(Coordinate labeling data)
┄┄┄┄┄┄
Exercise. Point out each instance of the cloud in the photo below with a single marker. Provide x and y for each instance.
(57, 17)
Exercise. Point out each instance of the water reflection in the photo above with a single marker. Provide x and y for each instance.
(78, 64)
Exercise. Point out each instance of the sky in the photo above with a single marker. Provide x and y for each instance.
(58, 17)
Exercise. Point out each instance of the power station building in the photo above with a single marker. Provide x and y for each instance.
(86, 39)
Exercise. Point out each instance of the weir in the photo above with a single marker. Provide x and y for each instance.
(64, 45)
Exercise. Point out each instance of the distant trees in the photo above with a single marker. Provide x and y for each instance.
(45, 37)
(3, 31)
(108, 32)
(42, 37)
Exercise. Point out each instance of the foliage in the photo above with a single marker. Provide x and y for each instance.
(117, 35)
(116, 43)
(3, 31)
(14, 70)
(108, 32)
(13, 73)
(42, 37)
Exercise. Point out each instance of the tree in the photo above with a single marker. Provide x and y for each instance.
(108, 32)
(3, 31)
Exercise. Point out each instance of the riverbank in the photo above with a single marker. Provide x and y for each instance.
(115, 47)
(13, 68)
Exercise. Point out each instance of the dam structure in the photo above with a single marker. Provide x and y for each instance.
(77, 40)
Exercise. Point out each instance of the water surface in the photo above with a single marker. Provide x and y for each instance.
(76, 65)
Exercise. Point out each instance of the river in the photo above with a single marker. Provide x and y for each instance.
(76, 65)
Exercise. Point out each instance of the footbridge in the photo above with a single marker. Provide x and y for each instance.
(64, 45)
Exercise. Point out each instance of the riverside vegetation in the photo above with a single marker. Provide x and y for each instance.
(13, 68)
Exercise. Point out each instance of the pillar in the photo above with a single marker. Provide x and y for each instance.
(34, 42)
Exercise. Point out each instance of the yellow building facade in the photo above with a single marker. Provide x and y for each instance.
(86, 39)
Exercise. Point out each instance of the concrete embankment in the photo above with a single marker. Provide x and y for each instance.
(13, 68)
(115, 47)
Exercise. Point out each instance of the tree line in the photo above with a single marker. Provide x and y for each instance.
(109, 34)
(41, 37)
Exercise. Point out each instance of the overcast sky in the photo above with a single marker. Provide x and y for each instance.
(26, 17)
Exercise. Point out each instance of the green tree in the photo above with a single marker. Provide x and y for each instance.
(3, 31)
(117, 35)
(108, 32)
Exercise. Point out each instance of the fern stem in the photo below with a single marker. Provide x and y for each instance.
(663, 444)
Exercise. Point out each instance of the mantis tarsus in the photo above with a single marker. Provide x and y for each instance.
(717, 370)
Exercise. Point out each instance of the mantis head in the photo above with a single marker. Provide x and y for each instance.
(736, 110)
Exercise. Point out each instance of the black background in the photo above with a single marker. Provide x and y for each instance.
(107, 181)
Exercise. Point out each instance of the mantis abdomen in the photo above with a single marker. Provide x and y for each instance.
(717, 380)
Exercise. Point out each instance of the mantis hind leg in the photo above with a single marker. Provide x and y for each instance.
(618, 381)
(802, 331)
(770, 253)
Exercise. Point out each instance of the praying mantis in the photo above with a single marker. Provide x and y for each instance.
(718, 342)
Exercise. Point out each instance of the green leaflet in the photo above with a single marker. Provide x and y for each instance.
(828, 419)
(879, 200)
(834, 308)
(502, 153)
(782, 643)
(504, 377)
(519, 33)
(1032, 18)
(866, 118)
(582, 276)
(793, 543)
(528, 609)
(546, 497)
┄┄┄┄┄┄
Written instruction
Lay out the part of the rows that opens with the row containing "Exercise. Point out each instance of the pillar" and runs through the final row as a numbered list, skipping any blank lines.

Task answer
1. Exercise. Point out each instance of the pillar in the photo above with a single marker. Provide x and y for each instance.
2. (34, 42)
3. Exercise. Point out each instance of the yellow building facade in the photo above with a single marker. Provide x and y for each instance.
4. (86, 39)
5. Exercise. Point out each instance of the concrete embankment in the photo above with a single marker. Provide x and y for each instance.
6. (13, 68)
7. (115, 47)
8. Exercise. Point out each instance of the tree line in the photo above with a single marker. Provide x and y for each instance.
9. (109, 34)
10. (41, 37)
11. Exercise. Point out each instance of the overcast sky in the photo above with a single marker. Provide x and y for each instance.
12. (26, 17)
13. Exercise. Point out each instance of the green tree in the photo above with a single marker. Provide x and y for each instance.
14. (3, 31)
15. (117, 35)
16. (108, 32)
17. Exercise. Point out each instance of the fern stem in the photo below with a single marker. Provide x and y for each instance.
18. (663, 444)
19. Exercise. Point out each instance of the mantis tarsus in the photo above with a single marker. Provide x and y for each instance.
20. (717, 370)
21. Exercise. Point out each instance of the mantis head in the photo above with a single marker. Provide x and y for each instance.
22. (736, 110)
23. Exercise. Point out each instance of the black background in the photo above with a single marker. Provide x and y for each instance.
24. (107, 181)
25. Exercise. Point out each instance of the mantis abdomen in the photo above with a single marker. Provide x and y for each instance.
26. (717, 380)
27. Exercise. Point out each instance of the mantis hind leg in the photo above with a single marker. Provide x and y for each instance.
28. (618, 381)
29. (802, 331)
30. (770, 253)
31. Exercise. Point out each instance of the praying mantis in the photo above with a single marker. Provide x and y for each instance.
32. (718, 342)
33. Exercise. Point out each instance of the green leaflet in the photo above with a single marker. Provide x and y for each instance.
34. (828, 419)
35. (879, 200)
36. (834, 308)
37. (502, 153)
38. (782, 643)
39. (504, 377)
40. (519, 33)
41. (1032, 18)
42. (866, 118)
43. (582, 276)
44. (793, 543)
45. (528, 609)
46. (546, 497)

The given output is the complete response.